AUFGABENSTELLUNG:
**1.** Gib an, ob die Aussagen (a) bis (c) mit dem Text über den Putsch in Mali übereinstimmen. Antworte jeweils mit Ja oder Nein und zitiere wörtlich die entscheidenden Worte des Textes: (a) Der gestürzte Präsident ist 63 Jahre alt. (b) Paul Dolo ist mit dem Geschehen in Bamako einverstanden. (c) Verschiedenen Angaben zufolge gab es zwei Tote.
**2.** Schreibe aus dem Text über den Putsch in Mali den Abschnitt zwischen „Auch in der“ und „in Bamako geschieht.“ einschließlich wortgetreu ab.

VORLIEGENDER TEXT:
========================================

Bild: Der Putsch in Bamako könnte schnell zum Flächenbrand im ganzen Land fü…
So langsam wird es auch in anderen Teilen Malis das Thema schlechthin: Das
Militär hat geputscht, und der gestürzte Präsident Amadou Toumani Touré -
häufig wird er nur ATT genannt - soll sich irgendwo in Mali versteckt
halten.
Am Donnerstagabend ließ Amadou Konaré, Führer des neu gebildeten
Nationalkomitees in dem sich die Soldaten zusammen getan haben, verkünden:
ATT geht es gut. Allerdings sagte er nicht, ob die Soldaten den 63-Jährigen
bereits haben oder zumindest wissen, wo er sich befindet. Genau das heizt
die Spekulationen in Mali kräftig an.
Auch in der kleinen Bar, die zur namenlosen Auberge in Sevare gehört und an
der Straße gen Norden nach Timbuktu liegt. Auf beiden Seiten des Raumes
stehen ein paar Holzstühle und Tische an der Wand. Das Neonlicht ist
schwach und flackert ungemütlich. Über der Bar läuft der Fernseher.
Ein paar Männer stehen am Tresen und sind extra deshalb gekommen - und
wegen der Nachrichten aus Bamako. Auch Paul Dolo hat sich gerade ein
kleines Bier bestellt und schaut gebannt auf den Bildschirm, auf dem ein
paar Soldaten zu sehen sind. Er schüttelt den Kopf. Einverstanden ist er
nicht mit dem, was gerade in Bamako geschieht.
„So ein Putsch ist doch nie gut. So etwas richtet sich immer gegen
Zivilisten, die mit der ganzen Sache nichts zu tun haben.“ Von Plünderungen
habe er schon gehört und den Schusswechseln. Trotzdem beschreiben
Augenzeugen die Lage mittlerweile wieder als einigermaßen ruhig.
Verschiedenen Angaben zufolge hat es einen Toten und 40 Verletzte gegeben.

========================================

BEREITGESTELLTE DATEN:
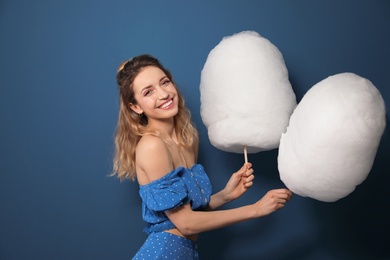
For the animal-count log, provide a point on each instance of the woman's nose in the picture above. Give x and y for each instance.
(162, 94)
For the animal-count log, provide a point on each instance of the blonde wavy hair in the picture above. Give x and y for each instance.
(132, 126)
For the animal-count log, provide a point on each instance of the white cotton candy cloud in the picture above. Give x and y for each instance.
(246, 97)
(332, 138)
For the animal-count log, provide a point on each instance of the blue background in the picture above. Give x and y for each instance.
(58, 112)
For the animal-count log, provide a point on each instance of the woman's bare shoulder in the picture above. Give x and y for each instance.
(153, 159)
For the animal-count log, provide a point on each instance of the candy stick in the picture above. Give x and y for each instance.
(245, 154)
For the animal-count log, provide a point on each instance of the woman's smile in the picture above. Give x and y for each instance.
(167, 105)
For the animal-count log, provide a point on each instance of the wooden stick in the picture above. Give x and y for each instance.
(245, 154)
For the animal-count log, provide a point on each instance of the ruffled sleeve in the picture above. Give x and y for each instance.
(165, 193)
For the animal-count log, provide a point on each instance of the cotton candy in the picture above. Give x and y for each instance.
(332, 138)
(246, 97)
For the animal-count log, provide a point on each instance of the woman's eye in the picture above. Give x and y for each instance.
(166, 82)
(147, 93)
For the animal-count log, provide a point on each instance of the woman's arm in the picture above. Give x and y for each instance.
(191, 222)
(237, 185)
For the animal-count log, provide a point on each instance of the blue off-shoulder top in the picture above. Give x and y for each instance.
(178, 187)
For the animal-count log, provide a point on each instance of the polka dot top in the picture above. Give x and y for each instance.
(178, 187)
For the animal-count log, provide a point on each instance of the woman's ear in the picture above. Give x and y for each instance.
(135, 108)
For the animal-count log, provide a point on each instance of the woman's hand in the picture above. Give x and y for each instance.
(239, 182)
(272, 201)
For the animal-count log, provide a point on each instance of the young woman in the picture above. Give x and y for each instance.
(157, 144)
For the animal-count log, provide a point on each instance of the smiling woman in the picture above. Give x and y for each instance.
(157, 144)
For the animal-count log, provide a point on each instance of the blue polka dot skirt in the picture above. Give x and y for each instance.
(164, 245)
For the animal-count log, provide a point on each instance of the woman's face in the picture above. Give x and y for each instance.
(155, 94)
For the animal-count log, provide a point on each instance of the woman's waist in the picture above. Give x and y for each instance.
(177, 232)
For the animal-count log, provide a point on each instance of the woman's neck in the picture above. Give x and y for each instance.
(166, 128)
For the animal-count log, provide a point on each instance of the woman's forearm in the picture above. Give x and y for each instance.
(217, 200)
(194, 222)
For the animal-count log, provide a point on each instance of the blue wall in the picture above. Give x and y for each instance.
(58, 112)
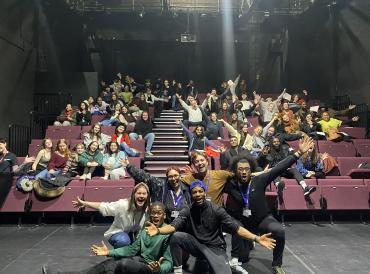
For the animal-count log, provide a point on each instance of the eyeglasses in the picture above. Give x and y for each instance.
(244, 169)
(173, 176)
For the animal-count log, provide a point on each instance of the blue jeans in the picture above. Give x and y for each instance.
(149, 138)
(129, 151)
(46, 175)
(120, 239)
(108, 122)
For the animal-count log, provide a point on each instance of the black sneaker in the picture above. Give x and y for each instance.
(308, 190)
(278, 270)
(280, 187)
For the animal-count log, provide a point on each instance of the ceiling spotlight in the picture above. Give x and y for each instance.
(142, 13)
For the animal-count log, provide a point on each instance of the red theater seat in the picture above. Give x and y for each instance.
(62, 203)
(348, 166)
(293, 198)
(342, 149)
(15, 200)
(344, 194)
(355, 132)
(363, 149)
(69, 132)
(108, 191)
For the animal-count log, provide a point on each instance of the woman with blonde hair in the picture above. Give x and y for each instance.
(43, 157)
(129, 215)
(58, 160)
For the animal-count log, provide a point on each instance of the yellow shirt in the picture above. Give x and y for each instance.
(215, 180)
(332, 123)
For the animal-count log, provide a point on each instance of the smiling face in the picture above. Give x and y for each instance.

========================================

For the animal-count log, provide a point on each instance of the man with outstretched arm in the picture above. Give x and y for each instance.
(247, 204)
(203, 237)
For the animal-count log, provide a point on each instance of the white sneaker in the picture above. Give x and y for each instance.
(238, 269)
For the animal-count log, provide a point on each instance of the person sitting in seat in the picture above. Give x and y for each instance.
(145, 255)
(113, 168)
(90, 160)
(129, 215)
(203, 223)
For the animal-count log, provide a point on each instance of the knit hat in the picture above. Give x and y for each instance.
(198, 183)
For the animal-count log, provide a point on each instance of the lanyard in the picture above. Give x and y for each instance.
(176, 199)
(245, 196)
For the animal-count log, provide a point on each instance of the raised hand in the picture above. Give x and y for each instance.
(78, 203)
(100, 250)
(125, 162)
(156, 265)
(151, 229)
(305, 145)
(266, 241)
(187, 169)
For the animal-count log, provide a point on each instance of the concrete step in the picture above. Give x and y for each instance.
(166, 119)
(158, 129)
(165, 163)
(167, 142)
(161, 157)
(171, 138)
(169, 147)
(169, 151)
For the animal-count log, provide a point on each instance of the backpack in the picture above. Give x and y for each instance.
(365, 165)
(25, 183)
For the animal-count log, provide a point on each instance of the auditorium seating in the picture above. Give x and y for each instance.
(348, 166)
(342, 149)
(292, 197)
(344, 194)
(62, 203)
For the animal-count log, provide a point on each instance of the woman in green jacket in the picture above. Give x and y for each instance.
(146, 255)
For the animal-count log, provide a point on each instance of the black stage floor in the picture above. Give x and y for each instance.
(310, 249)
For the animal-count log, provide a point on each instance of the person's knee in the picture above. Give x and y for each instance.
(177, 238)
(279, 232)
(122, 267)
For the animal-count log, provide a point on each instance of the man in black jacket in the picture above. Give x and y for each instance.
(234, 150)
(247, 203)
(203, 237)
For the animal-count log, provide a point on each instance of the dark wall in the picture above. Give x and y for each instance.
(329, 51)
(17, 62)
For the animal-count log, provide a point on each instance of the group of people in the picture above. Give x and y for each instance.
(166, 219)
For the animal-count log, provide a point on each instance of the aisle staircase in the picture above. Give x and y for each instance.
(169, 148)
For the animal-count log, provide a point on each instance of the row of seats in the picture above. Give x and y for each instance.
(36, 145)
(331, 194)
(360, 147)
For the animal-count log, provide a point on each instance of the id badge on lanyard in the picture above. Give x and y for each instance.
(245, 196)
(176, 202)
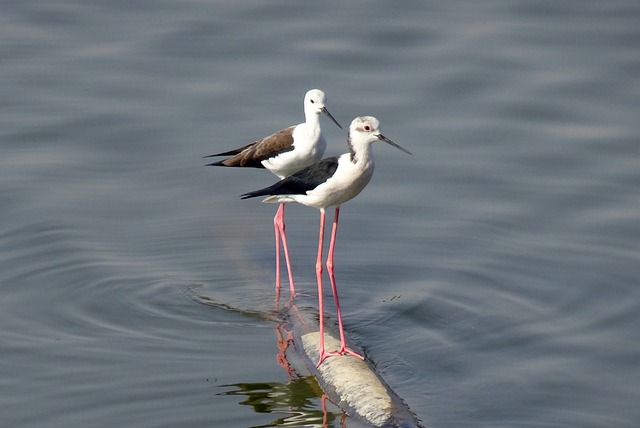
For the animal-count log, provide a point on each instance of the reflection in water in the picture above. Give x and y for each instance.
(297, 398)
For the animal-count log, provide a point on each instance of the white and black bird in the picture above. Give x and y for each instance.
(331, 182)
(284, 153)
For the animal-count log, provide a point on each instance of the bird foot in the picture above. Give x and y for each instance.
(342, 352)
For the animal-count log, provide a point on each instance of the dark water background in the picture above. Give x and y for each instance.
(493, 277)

========================================

LÖSUNGEN IN REIHENFOLGE:
**1.**
(a) Ja: „ob die Soldaten den 63-Jährigen bereits haben“
(b) Nein: „Einverstanden ist er nicht mit dem, was gerade in Bamako geschieht.“
(c) Nein: „Verschiedenen Angaben zufolge hat es einen Toten und 40 Verletzte gegeben.“

**2.**
Auch in der kleinen Bar, die zur namenlosen Auberge in Sevare gehört und an
der Straße gen Norden nach Timbuktu liegt. Auf beiden Seiten des Raumes
stehen ein paar Holzstühle und Tische an der Wand. Das Neonlicht ist
schwach und flackert ungemütlich. Über der Bar läuft der Fernseher.
Ein paar Männer stehen am Tresen und sind extra deshalb gekommen - und
wegen der Nachrichten aus Bamako. Auch Paul Dolo hat sich gerade ein
kleines Bier bestellt und schaut gebannt auf den Bildschirm, auf dem ein
paar Soldaten zu sehen sind. Er schüttelt den Kopf. Einverstanden ist er
nicht mit dem, was gerade in Bamako geschieht.